— Exercise —
Filter the items below and copy each line that contains the word "black", treating uppercase and lowercase as different.

━━━━━━━━━━

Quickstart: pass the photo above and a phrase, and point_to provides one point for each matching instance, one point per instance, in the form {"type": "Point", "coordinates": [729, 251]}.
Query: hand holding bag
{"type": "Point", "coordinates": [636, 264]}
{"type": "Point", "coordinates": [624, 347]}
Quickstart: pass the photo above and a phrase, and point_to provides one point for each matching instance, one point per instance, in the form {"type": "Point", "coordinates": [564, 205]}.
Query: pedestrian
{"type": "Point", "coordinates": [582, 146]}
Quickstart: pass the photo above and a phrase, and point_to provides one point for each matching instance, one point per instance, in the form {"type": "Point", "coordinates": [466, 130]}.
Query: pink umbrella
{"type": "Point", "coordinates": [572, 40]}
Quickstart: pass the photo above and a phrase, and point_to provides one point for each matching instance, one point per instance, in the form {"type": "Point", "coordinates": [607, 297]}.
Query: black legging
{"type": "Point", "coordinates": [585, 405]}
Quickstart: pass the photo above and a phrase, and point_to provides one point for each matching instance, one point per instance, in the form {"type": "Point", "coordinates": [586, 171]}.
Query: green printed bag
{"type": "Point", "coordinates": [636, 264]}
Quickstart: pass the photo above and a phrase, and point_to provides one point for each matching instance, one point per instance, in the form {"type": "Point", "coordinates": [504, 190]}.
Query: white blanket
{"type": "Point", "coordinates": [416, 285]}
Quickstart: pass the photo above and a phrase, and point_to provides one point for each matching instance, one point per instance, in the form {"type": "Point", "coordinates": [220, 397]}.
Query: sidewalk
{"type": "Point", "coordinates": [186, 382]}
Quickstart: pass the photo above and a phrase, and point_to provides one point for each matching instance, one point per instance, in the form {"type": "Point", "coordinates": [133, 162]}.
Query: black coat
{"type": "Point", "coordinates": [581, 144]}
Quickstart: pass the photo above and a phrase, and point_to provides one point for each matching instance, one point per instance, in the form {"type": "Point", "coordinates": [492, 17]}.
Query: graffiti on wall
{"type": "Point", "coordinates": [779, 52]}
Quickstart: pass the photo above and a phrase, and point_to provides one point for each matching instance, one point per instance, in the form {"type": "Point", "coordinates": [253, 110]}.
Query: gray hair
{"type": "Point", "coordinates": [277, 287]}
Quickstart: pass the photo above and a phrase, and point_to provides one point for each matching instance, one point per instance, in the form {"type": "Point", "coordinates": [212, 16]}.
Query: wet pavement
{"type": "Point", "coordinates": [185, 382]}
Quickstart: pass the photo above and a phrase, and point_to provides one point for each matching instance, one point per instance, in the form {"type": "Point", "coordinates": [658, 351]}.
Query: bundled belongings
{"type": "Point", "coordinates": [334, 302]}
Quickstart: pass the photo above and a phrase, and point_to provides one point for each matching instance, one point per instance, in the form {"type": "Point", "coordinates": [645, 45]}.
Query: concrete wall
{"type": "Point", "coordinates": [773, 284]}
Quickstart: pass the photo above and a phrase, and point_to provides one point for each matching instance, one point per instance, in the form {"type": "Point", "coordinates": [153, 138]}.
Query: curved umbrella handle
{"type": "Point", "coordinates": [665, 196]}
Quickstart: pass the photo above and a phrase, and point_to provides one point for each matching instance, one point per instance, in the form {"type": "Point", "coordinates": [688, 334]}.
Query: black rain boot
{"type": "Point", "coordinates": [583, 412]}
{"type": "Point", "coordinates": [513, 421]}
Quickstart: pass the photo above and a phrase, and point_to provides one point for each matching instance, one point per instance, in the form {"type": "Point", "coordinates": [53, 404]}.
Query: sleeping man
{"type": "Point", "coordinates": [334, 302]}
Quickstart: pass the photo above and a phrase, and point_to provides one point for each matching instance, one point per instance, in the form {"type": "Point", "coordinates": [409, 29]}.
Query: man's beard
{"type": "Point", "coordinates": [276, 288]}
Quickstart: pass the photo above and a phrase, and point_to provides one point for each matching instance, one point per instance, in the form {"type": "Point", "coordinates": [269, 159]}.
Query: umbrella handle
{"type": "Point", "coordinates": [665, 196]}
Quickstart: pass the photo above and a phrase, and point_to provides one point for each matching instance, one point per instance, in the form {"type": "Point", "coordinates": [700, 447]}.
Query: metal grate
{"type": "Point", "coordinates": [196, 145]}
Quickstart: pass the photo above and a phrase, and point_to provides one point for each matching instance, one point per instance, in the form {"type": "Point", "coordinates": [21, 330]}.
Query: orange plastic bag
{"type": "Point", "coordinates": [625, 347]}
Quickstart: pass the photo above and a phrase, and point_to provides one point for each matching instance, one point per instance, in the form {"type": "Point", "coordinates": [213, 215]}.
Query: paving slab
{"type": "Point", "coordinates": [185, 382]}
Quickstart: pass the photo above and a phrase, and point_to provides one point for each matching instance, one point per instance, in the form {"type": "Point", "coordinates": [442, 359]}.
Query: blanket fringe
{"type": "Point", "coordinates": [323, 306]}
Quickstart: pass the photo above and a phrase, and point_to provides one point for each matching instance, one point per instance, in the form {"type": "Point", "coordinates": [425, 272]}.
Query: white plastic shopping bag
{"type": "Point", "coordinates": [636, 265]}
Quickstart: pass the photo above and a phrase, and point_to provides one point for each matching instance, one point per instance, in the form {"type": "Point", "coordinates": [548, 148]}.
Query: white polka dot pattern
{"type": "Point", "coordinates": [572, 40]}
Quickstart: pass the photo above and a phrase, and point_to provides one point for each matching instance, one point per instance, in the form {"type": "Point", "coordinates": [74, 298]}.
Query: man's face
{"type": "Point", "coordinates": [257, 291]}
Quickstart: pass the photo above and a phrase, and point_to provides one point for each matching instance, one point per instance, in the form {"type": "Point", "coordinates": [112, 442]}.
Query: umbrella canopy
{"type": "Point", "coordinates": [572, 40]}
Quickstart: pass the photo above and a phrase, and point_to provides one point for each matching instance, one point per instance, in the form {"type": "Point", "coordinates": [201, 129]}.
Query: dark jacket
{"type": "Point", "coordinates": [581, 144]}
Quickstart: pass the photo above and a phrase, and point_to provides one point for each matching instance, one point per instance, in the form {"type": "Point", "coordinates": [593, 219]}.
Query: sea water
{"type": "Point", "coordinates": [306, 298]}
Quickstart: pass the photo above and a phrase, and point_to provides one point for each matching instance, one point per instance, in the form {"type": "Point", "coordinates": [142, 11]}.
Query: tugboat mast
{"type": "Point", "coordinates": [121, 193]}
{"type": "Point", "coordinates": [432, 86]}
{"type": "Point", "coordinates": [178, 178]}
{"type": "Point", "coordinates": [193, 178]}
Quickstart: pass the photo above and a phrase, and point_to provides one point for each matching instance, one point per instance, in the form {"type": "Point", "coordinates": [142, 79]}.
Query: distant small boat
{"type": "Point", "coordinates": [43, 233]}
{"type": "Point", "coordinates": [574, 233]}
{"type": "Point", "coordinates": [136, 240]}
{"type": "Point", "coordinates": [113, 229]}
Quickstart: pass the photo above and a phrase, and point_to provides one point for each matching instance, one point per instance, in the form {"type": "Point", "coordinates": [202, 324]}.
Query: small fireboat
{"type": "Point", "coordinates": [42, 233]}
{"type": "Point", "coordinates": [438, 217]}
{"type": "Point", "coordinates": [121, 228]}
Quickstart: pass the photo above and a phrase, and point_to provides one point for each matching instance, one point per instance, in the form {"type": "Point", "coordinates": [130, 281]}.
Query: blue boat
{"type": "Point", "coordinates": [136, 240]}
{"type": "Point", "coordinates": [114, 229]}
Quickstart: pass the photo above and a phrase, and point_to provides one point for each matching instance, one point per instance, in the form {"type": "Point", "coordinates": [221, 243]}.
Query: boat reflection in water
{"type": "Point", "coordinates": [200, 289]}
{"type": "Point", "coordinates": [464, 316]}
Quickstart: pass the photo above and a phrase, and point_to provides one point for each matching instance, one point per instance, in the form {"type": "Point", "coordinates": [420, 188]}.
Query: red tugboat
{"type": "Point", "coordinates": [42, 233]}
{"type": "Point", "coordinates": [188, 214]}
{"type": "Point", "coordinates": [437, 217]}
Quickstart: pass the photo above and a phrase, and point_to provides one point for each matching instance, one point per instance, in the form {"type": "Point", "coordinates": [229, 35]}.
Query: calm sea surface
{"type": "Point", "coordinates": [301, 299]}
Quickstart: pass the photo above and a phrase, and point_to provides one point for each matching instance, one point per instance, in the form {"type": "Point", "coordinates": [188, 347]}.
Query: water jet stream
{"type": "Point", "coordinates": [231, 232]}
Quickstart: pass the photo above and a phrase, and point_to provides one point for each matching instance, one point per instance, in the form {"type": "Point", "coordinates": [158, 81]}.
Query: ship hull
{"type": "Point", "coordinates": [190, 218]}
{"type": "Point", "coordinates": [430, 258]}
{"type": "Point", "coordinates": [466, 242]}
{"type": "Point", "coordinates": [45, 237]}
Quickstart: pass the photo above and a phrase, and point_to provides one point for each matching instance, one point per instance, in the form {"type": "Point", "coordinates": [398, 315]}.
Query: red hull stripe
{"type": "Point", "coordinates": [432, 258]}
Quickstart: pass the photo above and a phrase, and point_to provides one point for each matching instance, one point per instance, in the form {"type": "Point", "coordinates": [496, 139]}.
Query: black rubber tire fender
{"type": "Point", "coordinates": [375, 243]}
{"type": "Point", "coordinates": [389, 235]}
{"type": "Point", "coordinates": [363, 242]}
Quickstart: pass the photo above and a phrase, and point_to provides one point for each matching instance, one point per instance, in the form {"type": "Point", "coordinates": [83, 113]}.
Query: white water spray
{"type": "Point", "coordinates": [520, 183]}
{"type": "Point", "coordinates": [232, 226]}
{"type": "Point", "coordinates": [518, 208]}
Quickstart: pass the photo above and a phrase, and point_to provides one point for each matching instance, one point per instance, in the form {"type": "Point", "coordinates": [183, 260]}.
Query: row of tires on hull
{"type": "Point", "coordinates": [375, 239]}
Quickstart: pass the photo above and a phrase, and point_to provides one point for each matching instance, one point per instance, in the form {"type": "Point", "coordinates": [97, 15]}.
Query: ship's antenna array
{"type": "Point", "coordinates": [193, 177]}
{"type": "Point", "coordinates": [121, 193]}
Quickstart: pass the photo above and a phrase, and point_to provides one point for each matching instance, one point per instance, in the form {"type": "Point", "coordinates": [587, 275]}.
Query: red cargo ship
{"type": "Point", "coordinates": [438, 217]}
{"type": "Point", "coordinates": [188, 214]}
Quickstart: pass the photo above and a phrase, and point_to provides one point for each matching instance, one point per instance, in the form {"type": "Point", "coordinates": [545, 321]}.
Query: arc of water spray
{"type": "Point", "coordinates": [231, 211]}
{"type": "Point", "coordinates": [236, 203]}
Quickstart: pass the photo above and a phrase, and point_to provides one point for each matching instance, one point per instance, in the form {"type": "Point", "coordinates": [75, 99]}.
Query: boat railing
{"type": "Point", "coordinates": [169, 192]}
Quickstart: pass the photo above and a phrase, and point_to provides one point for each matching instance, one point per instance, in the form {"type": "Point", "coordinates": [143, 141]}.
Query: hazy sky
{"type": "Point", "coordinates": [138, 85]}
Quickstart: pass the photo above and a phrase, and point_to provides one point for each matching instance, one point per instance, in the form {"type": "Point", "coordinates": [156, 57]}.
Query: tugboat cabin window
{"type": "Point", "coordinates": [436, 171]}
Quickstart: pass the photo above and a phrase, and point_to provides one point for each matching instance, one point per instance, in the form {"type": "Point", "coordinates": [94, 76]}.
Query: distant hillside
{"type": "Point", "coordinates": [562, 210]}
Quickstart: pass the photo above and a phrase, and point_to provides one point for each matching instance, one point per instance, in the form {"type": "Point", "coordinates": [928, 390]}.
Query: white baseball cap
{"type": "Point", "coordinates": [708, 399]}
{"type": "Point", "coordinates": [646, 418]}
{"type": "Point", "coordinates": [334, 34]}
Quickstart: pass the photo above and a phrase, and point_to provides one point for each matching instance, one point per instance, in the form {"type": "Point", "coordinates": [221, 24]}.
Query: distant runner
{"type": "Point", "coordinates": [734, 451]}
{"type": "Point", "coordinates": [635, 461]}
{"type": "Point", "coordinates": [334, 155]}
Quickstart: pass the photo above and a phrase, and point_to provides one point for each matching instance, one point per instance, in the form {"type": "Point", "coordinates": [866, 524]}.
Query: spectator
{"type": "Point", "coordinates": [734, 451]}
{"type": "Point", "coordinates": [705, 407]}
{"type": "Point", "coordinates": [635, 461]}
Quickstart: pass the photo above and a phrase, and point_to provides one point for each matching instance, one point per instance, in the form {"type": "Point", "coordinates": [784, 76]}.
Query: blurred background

━━━━━━━━━━

— Final answer —
Query: black legging
Query: black coat
Query: black rain boot
Query: black rubber tire fender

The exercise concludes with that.